BEGIN Material

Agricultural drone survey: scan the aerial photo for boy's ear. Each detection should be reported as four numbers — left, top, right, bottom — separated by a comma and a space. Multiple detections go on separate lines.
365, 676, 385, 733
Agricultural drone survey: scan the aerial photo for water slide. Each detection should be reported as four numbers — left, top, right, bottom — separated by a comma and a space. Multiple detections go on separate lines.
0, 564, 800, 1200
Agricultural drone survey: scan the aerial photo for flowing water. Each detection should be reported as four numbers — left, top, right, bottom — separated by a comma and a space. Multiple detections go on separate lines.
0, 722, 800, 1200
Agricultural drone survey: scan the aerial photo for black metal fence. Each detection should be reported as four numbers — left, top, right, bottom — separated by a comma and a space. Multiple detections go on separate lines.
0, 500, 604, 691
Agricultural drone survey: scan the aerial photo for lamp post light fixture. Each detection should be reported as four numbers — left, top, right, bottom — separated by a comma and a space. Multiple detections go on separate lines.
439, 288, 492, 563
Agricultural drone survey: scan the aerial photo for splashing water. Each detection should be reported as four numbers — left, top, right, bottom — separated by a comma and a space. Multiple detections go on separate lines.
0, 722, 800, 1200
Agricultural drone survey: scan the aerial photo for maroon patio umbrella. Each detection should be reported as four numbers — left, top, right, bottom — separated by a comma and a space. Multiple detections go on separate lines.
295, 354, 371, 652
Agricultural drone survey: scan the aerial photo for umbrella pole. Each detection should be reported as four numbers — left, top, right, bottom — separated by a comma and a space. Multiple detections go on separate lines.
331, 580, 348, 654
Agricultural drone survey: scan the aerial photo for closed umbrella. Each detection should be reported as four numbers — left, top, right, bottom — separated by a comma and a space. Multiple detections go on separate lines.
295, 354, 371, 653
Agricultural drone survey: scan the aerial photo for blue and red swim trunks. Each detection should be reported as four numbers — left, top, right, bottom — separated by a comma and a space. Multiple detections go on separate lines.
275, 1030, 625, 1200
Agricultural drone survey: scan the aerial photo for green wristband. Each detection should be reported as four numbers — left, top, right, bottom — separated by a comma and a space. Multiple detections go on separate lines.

END Material
BEGIN Material

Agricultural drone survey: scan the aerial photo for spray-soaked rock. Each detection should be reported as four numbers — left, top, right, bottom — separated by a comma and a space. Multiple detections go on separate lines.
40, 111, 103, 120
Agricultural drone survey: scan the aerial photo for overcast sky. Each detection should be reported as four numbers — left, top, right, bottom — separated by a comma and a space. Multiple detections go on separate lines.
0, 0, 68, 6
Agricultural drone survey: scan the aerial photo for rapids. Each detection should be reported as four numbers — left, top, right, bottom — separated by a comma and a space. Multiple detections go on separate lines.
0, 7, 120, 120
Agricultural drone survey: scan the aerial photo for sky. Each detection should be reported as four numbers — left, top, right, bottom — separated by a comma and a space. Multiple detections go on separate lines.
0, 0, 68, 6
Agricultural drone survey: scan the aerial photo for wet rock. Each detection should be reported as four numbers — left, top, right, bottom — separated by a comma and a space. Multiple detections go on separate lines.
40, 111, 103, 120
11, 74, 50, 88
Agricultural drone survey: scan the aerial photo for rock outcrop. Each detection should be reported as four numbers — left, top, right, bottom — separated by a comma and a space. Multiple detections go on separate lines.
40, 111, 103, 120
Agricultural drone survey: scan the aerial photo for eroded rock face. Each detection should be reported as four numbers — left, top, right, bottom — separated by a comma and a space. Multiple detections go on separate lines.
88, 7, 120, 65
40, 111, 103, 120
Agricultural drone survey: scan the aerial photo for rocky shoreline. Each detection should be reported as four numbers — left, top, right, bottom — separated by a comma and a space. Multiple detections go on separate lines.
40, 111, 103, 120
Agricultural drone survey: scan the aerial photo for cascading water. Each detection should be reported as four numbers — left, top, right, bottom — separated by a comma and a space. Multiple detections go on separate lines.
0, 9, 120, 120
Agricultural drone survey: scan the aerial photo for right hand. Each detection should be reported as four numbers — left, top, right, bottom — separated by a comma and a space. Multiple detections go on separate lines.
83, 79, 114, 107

END Material
BEGIN Material

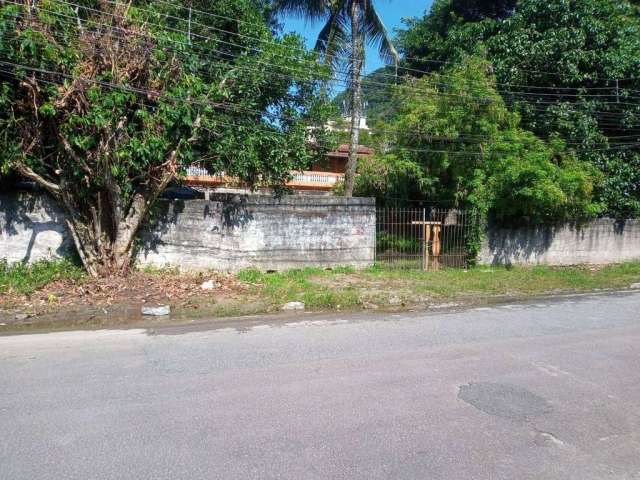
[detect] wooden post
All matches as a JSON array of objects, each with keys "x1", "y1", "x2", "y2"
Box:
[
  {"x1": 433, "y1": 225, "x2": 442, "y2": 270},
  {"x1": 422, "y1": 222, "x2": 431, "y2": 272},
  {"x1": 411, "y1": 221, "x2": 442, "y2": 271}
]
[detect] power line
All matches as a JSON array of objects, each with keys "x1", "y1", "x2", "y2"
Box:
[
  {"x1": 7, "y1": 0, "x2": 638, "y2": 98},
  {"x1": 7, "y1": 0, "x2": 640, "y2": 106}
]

END Material

Reproduce verbatim the lines beginning with the line that contains "Agricultural drone survey: scan the aerial photo for right" and continuing through the line that contains "83, 79, 114, 107", both included.

Agricultural drone survey: scan the aerial photo for right hand. Each detection should be reported as four numbers — left, top, right, bottom — separated by a comma and a space. Multiple detections go on separate lines.
83, 79, 114, 107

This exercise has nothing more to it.